But five years on, the little-publicized project has been abandoned,
according to three sources with direct knowledge of the matter, and the
environmental toll at the Ku-Maloob-Zaap offshore fields in the Gulf of
Mexico continues to rise.
The broken commitment, which has not previously been reported,
highlights the struggles of Mexico's oil regulator to rein in Pemex, a
powerful state monopoly that is always closely connected to the
government.
It also shows how, while countries like Colombia, Kazakhstan and Nigeria
have cut flaring by investing in infrastructure and strictly enforcing
penalties, Mexico is heading in the opposite direction, as Reuters has
reported.
Pemex opted to drop the plan half-way through completion, the three
sources said, as low gas prices made it less economically attractive and
political priorities shifted to raising oil output.
The decision was made despite the environmental cost and threat of
regulator fines.
"The fines are not an adequate incentive for a state company to change
its way of doing things," said Rosanety Barrios, a former energy
ministry official who designed and coordinated policies for the creation
of gas and oil products markets.
For decades, companies routinely burnt off gas - whose main component is
methane - that came to the surface as a byproduct of oil production and
exploration. It was cheaper than investing in infrastructure to capture
and process it.
But growing fears about climate change have made that unpalatable.
Mexico - the world's eighth biggest flarer - is under increasing
pressure, including from the United States, to cut gas flaring and
methane emissions, which are set to worsen as fields age further.
Pemex development plans and legal records, as well as previously
unreported internal assessments made by the regulator, and confidential
data, show the enormous waste of resources following Pemex's decision to
not complete the works on Ku-Maloob-Zaap – which produces nearly 40% of
national oil output.
Pemex, the energy ministry and the regulator did not respond to requests
for comment. The oil company has in recent quarterly reports stressed it
was making efforts to clean up its operations and bring down flaring and
other waste.
Pemex broke no laws by not following through with the investment pledge
and there were no penalties foreseen under the terms of the deal. But
the plan would have been an important step towards operating in a more
environmentally responsible manner.

__Set problem__
Transcribe the Pemex gas-flaring excerpt word for word, covering everything from "The decision was" down to "and process it.". The items after this point are independent material and unrelated to the excerpt above.

__Information supplied__
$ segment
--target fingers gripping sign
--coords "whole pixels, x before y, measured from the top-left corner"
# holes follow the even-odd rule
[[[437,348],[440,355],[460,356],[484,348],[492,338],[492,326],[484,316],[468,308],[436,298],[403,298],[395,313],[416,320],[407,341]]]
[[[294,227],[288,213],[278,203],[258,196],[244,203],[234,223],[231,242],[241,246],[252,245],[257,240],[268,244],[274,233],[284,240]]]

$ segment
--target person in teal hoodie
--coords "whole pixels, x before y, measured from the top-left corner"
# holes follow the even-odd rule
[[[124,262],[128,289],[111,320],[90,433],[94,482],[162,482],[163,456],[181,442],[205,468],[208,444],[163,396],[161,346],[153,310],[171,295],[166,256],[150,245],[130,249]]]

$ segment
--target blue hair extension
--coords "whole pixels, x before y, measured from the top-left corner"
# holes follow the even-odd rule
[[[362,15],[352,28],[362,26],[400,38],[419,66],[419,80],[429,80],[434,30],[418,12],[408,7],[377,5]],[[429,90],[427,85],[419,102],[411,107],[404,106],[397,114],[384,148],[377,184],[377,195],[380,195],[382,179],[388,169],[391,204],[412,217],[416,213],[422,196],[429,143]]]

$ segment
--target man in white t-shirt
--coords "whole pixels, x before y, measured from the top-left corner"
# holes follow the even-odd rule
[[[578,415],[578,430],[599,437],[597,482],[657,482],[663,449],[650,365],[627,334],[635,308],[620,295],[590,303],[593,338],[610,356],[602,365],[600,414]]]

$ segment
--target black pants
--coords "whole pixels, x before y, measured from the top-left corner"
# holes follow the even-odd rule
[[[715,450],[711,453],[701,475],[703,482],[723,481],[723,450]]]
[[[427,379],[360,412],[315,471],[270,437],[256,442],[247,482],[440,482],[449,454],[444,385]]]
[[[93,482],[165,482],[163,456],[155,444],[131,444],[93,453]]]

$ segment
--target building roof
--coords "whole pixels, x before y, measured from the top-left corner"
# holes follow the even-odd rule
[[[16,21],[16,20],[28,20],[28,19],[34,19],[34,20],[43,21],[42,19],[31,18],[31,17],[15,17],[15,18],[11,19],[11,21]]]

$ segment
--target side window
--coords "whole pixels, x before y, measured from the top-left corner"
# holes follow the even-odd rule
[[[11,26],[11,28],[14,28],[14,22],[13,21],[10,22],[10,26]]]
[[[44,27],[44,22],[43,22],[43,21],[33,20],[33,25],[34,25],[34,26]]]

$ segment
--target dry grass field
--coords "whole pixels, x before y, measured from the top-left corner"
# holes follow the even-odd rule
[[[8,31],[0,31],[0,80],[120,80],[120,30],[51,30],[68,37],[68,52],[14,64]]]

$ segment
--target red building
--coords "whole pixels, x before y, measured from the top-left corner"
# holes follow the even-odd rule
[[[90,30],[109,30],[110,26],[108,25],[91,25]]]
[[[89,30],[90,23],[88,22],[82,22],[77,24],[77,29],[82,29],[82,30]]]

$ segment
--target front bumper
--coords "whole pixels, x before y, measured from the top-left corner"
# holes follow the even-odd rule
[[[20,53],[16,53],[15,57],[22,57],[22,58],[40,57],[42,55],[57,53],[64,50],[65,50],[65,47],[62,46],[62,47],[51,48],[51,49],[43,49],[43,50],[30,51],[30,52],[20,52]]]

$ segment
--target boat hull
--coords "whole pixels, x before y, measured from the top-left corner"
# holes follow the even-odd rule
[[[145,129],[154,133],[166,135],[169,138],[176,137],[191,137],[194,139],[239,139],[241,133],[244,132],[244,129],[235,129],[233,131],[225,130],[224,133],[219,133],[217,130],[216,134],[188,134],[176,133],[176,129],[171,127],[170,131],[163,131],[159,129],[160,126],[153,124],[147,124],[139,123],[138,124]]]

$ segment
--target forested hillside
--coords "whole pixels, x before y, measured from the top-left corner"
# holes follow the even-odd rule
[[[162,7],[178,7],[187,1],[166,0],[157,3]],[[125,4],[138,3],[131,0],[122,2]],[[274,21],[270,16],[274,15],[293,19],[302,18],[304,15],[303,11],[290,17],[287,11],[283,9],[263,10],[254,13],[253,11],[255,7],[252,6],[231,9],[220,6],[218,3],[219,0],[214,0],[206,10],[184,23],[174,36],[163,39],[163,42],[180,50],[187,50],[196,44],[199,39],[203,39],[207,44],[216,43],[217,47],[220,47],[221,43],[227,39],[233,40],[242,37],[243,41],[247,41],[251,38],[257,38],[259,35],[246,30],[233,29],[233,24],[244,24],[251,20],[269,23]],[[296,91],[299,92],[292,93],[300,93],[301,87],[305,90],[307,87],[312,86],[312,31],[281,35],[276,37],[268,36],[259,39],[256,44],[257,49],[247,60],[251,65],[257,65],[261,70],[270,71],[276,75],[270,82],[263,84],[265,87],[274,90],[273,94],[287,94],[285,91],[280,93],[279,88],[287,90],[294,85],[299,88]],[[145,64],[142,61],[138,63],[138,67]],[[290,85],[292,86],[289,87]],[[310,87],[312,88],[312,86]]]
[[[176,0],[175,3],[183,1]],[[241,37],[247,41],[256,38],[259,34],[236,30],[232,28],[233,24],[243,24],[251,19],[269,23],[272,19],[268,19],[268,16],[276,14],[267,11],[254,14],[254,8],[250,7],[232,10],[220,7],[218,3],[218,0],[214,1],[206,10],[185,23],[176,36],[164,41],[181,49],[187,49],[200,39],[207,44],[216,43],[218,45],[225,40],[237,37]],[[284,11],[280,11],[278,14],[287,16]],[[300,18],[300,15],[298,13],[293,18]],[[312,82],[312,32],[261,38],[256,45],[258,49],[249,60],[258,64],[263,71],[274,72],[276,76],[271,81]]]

__Reply__
The decision was made despite the environmental cost and threat of
regulator fines.
"The fines are not an adequate incentive for a state company to change
its way of doing things," said Rosanety Barrios, a former energy
ministry official who designed and coordinated policies for the creation
of gas and oil products markets.
For decades, companies routinely burnt off gas - whose main component is
methane - that came to the surface as a byproduct of oil production and
exploration. It was cheaper than investing in infrastructure to capture
and process it.